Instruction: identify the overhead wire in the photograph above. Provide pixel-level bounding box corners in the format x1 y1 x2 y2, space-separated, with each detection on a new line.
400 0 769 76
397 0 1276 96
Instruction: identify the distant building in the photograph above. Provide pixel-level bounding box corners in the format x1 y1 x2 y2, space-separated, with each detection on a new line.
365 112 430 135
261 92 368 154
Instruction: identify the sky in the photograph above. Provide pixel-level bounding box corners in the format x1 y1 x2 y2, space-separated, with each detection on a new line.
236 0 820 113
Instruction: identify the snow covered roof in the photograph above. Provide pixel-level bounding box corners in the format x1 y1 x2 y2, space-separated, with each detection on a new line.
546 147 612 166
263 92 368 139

What you need to do:
Transcribe every entry in the listing, word for word.

Solution to the exercise:
Instruction: identify the overhead wire in the photograph above. Provide pixel-level bounding box corners in the format x1 y1 x2 y2, space-separated, with each detection on a new line.
400 0 769 76
397 0 1276 96
Instruction: identify the distant building in the photograph above. Provide pixel-level bounding box corners in the format x1 y1 x2 y2, space-separated, with each detection on a new line.
365 112 430 135
261 92 368 154
Instruction: identify the sky in the photograph above. Provide pixel-level bounding box corners in the format x1 y1 x2 y2, space-separated, with each detection on a new line.
236 0 820 113
Instruction: identify the snow covered roof in the photograph above. Provide pixel-level bounding box corners in the format x1 y1 x2 y2, space-separated, with each detection on a new line.
546 147 612 166
263 92 368 139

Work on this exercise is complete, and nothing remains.